What is asked: Quote the whole listing exactly. Leave the pictures out of your copy.

+ + + + + + +

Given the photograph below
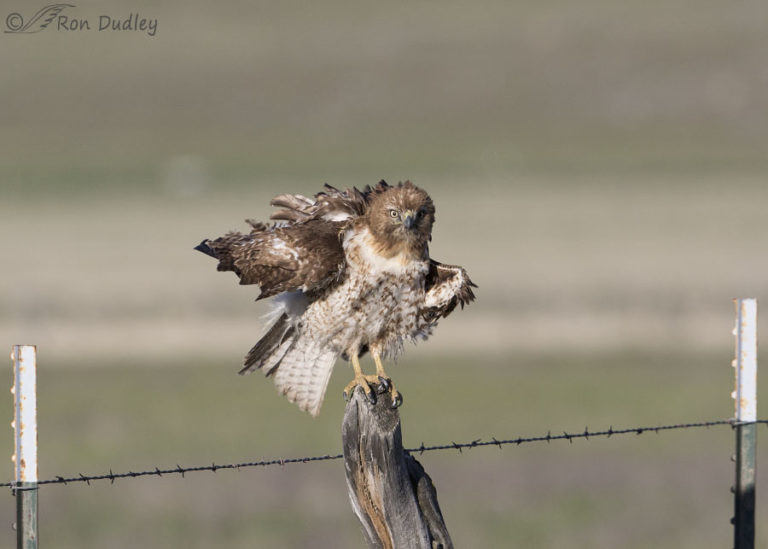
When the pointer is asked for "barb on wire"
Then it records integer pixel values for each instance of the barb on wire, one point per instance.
(549, 437)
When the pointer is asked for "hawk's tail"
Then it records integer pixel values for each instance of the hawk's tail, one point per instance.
(301, 368)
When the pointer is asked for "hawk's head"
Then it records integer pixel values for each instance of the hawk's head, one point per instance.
(400, 218)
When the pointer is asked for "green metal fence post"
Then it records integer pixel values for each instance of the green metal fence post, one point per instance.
(745, 395)
(25, 436)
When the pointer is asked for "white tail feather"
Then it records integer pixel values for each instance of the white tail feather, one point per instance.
(303, 374)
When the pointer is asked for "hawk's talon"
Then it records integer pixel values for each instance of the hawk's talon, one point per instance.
(364, 382)
(384, 385)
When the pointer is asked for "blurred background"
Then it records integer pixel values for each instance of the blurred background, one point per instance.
(598, 167)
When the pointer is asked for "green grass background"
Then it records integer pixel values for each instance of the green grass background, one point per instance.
(599, 168)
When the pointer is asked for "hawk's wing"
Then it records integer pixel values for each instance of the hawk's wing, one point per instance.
(446, 287)
(306, 256)
(302, 251)
(329, 205)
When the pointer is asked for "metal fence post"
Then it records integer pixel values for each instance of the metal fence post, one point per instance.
(745, 395)
(24, 424)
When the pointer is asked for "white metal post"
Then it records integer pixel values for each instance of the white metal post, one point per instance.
(24, 424)
(745, 396)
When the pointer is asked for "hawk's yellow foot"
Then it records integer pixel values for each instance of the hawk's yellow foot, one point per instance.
(386, 381)
(380, 380)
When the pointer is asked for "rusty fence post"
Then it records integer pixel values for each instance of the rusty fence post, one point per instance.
(745, 396)
(24, 424)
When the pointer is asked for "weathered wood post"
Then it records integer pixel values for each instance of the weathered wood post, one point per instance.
(392, 495)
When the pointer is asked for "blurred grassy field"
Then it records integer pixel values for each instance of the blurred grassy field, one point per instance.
(599, 168)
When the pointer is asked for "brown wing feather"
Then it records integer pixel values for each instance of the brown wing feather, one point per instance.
(446, 286)
(306, 256)
(330, 205)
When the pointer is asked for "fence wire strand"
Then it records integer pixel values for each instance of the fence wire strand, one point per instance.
(460, 446)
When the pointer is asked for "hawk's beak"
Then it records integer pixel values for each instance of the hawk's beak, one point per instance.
(409, 219)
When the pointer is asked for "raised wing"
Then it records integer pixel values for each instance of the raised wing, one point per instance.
(446, 287)
(306, 256)
(329, 205)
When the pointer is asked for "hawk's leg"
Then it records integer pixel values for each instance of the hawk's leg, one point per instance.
(362, 380)
(397, 398)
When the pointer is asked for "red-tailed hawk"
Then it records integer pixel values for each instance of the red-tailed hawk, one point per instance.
(350, 272)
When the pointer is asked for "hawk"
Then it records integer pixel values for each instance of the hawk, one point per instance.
(350, 273)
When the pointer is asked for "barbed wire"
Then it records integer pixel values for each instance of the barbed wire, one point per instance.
(460, 446)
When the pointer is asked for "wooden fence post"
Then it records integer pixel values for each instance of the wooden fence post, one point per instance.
(391, 494)
(745, 396)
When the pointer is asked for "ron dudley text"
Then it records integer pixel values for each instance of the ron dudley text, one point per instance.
(108, 23)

+ + + + + + +

Written answer:
Given the photograph below
When the pointer is asked for "barb on wire"
Then it records integer pixel values for each instance of the barb on wire, one point per instance.
(549, 437)
When the pointer is asked for "hawk's tail"
Then it records integer pixel values for each instance of the hawk's tail, one point per instance.
(301, 368)
When the pointer is asked for "hawk's head"
Then it records integer pixel values for each instance of the hawk's head, one point per instance.
(400, 218)
When the pointer is asked for "green metal fence post"
Then it records integer pixel values for each instance of the green metal fence post, one point per instance.
(745, 395)
(25, 436)
When the pointer is asked for "white tail feather"
Then it records integer pixel values for each instance of the white tail feather, one point per instance.
(303, 374)
When the pointer is asked for "hawk's talon"
Then it records integer pixel values for each instance of the hawk's talon, one point per instance.
(364, 382)
(384, 385)
When the pointer is asked for "blurred background"
Then it records integer pixel values for each instance of the blurred background, one point per instance.
(598, 167)
When the pointer is asked for "green grass background"
Then it records integer pixel values for each instance of the green grass background, one point per instance.
(599, 168)
When the pointer is asked for "hawk's wing"
Then it records integer pixel values for each instance of the hawk's wing, one point per instance.
(446, 287)
(306, 256)
(302, 251)
(329, 205)
When the pointer is asked for "metal fence post"
Then it records integer pixel values for each instance of the metal fence post, one point per instance.
(745, 395)
(24, 424)
When the pointer is asked for "white metal post"
Then it records integer pixel values for each instance of the white metal post, one point per instance.
(24, 424)
(745, 396)
When the pointer is asked for "hawk's yellow foot"
Then it records integer pixel values for each instance of the hawk's yellow foot, one point per instance.
(386, 381)
(380, 380)
When the pointer is asked for "rusty fence post"
Then it records integer pixel values for each instance of the rusty fence post, one point per instance.
(745, 396)
(24, 424)
When the pointer is asked for "weathered wood post"
Then it records integer pixel values for each instance of the weathered wood post, one point per instance.
(392, 495)
When the pointer is asked for "blurred grassy field"
Then it records integer pixel values for each instance of the blurred grassy field, one point per instance.
(599, 168)
When the pointer is asked for "brown wing feather"
Then it records integer pixel values for each instance of the brown wing feather, one point per instance.
(446, 286)
(306, 256)
(330, 205)
When the pointer is asked for "fence wire strand"
Then it records integer pixel values for each instance of the fence wire strand, one point per instance.
(460, 446)
When the pointer is asked for "hawk's beak"
Then it records integer pixel values for each instance of the hawk's beak, one point per instance.
(409, 219)
When the pointer is asked for "raised wing"
Then it records integer pixel values for each instance of the raised wing, one point per instance.
(446, 287)
(306, 256)
(329, 205)
When the pointer is asked for "hawk's leg"
Then it records integer pixel values for each instance of the hawk's leg, one point per instance.
(362, 380)
(397, 398)
When the pointer is asked for "red-tailed hawk"
Then it records integer pixel values for each instance of the red-tailed hawk, one point per instance.
(350, 272)
When the pointer is asked for "hawk"
Then it records integer pixel values for each instance of the hawk, one point per instance.
(350, 273)
When the pointer is asked for "barbed wire"
Then it records integer pixel values for each instance of the barbed wire, one point per instance.
(460, 446)
When the pointer is asked for "wooden fence post"
Then it records integer pixel values for each instance of the wooden fence post, one point per instance.
(391, 494)
(745, 396)
When the pointer is asked for "ron dudley text"
Then it records integer pixel values for each instance of the ron dudley text, one point per instance.
(108, 23)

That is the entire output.